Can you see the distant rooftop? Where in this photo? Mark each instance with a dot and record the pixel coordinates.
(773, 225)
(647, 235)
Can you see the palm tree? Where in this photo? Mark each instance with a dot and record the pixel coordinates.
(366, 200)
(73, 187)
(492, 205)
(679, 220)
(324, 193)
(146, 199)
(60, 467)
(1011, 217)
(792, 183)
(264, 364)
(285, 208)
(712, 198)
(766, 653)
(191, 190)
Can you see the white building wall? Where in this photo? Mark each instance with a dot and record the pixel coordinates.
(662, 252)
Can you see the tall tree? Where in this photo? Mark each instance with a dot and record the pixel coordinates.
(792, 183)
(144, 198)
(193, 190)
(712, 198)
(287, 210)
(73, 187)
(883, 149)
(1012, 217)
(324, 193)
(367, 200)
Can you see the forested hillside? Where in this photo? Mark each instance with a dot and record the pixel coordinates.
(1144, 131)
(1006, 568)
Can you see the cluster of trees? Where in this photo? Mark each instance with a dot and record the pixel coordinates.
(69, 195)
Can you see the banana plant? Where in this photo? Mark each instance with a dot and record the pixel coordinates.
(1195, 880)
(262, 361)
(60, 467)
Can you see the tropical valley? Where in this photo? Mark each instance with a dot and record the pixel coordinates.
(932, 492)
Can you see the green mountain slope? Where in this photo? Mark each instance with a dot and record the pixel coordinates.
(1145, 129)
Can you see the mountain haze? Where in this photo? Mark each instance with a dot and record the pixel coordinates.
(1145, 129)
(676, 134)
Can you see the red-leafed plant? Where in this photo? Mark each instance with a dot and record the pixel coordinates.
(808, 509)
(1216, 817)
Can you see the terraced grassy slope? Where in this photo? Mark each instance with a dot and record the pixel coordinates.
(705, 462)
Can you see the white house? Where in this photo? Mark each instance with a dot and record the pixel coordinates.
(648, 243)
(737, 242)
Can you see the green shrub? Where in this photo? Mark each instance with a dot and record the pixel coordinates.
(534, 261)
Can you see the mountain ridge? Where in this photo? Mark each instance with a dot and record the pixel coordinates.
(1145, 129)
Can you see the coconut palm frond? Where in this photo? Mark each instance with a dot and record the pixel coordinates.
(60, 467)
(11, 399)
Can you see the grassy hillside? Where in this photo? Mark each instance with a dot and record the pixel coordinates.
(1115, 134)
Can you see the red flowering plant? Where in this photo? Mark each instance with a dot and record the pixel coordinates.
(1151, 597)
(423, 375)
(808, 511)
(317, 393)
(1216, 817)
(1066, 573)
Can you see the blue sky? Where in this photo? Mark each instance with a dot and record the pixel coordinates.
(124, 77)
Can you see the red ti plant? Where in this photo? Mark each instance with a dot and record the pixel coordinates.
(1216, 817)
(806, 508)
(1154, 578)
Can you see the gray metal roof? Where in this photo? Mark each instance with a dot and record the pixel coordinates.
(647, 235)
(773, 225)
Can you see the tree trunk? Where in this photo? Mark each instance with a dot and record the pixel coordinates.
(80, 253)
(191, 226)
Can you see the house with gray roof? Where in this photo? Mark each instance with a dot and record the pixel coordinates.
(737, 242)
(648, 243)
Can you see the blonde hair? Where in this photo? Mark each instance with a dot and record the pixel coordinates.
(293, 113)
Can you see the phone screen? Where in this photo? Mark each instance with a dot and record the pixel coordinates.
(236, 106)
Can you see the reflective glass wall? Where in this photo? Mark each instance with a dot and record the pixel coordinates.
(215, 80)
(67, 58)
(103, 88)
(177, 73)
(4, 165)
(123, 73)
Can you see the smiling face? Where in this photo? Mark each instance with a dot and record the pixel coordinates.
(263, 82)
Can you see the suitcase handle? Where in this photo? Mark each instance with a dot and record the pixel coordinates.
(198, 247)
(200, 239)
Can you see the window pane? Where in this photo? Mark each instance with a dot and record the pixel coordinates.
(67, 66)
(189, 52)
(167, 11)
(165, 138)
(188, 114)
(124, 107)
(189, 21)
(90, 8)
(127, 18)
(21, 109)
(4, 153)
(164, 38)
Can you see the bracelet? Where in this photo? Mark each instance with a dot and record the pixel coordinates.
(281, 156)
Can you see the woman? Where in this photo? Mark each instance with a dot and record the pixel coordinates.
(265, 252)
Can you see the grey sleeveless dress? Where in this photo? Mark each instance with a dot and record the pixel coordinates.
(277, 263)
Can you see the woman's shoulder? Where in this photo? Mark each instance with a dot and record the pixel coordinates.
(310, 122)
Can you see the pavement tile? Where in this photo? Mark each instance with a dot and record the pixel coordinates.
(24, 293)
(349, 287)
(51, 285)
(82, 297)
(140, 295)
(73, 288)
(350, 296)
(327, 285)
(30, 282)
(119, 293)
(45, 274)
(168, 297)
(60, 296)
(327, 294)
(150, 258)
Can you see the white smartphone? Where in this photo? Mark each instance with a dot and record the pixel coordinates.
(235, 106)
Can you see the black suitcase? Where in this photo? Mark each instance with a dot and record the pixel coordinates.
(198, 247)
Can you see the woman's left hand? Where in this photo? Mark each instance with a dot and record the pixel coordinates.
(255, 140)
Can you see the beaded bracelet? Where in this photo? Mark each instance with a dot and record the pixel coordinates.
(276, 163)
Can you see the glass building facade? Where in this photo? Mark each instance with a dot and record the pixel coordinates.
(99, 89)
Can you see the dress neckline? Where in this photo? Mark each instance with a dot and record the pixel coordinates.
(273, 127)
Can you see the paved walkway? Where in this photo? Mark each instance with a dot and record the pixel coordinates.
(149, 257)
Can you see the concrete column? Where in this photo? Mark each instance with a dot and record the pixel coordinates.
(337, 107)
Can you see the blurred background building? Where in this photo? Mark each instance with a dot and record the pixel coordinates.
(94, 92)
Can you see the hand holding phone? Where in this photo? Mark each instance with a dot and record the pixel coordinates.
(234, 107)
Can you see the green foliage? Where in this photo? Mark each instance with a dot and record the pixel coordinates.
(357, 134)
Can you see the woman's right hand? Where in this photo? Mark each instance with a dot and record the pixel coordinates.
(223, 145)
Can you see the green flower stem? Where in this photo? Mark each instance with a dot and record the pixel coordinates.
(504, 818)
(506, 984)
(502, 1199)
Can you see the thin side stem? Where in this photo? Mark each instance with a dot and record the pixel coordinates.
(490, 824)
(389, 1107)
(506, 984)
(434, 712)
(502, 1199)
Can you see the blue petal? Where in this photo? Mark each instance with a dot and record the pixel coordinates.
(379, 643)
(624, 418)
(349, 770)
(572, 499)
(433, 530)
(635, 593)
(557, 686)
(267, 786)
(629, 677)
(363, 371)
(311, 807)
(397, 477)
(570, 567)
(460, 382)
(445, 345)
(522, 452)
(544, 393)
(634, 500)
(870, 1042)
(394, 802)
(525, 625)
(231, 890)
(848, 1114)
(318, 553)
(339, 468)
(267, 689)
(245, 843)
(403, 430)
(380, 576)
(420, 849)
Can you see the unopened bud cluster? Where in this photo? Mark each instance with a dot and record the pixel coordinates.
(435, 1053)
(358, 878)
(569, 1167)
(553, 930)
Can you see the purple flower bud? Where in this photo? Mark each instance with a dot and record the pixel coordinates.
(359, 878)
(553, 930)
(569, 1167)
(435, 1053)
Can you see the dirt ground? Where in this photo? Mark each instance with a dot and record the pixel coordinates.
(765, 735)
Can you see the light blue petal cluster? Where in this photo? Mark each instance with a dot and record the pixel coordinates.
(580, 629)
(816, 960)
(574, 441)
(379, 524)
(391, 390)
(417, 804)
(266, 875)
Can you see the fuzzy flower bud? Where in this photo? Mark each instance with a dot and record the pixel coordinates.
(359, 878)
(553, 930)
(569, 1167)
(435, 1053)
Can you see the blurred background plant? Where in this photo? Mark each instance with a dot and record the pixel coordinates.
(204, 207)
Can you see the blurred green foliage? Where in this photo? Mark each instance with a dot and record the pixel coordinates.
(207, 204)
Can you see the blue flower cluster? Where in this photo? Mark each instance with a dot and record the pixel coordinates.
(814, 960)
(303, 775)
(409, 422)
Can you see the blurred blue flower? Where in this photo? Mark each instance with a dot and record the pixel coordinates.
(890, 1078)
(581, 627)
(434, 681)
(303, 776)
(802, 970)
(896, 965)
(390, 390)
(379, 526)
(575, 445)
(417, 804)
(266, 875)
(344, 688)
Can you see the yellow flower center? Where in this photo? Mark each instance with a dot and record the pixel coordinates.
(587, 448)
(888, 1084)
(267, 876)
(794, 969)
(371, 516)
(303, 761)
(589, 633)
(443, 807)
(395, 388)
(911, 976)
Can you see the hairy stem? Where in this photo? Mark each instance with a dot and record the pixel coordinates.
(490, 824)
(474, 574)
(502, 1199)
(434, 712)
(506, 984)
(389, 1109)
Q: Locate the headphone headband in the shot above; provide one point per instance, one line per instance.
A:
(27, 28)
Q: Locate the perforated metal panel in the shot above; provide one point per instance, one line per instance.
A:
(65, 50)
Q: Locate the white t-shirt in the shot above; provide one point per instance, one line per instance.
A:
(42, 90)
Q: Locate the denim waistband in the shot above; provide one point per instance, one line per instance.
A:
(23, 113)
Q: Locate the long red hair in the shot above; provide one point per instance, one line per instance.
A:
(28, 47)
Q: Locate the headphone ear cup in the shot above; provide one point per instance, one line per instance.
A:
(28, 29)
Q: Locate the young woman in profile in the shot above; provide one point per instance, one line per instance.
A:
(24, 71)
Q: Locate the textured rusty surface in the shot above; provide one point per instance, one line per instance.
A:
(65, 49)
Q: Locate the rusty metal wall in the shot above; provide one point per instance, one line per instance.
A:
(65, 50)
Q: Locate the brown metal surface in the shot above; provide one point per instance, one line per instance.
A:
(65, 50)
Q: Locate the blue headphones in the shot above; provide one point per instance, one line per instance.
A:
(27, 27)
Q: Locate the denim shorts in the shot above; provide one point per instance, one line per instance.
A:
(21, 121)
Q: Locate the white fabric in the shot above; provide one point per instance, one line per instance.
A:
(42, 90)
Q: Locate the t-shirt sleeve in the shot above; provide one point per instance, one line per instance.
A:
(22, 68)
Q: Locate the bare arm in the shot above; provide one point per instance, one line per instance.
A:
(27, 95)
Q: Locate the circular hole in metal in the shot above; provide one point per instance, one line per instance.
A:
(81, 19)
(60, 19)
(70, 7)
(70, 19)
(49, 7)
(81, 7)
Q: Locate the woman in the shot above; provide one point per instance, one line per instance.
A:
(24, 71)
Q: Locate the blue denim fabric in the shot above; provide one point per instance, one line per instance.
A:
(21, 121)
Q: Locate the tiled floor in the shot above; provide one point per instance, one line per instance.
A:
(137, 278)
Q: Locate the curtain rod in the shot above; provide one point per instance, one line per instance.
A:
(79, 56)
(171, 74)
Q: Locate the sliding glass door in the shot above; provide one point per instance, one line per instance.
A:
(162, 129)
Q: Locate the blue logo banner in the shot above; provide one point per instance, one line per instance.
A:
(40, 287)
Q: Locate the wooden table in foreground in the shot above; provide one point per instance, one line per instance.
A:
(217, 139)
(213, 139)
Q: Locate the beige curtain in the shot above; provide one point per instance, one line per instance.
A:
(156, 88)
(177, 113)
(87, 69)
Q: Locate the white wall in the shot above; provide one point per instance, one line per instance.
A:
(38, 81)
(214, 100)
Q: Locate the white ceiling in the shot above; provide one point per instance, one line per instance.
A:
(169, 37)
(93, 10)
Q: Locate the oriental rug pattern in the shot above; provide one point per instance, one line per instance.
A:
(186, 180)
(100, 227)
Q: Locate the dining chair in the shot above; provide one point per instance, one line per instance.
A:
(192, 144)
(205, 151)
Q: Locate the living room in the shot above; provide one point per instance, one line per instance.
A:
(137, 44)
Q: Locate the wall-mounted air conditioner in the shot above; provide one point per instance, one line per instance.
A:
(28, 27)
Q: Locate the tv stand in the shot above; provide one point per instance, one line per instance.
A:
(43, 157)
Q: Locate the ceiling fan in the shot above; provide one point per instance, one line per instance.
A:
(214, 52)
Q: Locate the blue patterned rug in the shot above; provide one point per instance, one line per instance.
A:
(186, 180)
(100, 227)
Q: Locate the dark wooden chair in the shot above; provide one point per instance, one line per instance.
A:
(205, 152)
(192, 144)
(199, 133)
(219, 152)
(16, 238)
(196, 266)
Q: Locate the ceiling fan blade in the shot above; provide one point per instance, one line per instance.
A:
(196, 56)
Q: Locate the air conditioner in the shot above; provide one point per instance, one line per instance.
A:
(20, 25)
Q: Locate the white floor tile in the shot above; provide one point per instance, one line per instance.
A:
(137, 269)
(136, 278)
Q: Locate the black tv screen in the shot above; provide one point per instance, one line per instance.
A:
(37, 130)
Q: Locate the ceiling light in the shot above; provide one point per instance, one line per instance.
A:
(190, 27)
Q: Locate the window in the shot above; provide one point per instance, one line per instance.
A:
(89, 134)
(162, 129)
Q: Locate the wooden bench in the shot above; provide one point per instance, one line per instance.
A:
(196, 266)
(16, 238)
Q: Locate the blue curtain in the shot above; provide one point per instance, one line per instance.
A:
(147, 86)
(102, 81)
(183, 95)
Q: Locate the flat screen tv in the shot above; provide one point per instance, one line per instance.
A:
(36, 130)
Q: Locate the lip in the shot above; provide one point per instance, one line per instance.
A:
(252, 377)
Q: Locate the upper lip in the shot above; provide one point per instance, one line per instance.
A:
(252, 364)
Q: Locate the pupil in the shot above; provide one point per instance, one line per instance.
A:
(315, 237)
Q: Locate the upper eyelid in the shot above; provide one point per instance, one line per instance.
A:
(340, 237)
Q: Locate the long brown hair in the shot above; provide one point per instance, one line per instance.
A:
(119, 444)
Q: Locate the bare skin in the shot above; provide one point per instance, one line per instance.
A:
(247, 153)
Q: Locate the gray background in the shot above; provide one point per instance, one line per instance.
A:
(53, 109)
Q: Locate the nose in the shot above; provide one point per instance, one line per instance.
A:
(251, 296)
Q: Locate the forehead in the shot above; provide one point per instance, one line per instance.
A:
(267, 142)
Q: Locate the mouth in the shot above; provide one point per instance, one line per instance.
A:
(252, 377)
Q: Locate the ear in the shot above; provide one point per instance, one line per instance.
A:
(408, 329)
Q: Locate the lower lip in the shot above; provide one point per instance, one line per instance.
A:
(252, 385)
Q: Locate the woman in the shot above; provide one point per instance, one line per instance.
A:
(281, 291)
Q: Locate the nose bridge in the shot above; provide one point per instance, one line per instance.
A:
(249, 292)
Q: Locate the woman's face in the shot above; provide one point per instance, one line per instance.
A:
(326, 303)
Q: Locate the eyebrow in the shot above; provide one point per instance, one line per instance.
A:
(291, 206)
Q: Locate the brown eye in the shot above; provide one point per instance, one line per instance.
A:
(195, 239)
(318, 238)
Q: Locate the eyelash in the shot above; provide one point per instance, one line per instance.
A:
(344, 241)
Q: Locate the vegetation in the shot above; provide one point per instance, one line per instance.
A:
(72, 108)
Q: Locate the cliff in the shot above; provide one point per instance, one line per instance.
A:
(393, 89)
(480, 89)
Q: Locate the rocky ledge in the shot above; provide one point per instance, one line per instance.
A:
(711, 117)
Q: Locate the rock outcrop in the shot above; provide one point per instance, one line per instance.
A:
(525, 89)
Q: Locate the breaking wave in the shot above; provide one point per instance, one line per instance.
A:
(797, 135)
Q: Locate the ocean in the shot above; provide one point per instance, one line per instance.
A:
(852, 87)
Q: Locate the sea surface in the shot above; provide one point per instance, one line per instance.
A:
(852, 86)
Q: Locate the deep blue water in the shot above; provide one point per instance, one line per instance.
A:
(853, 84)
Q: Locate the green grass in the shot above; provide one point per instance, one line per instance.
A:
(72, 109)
*****
» Description of the task
The answer must be a single number: the count of lines in the entries above that contain "upper".

» Response to the task
2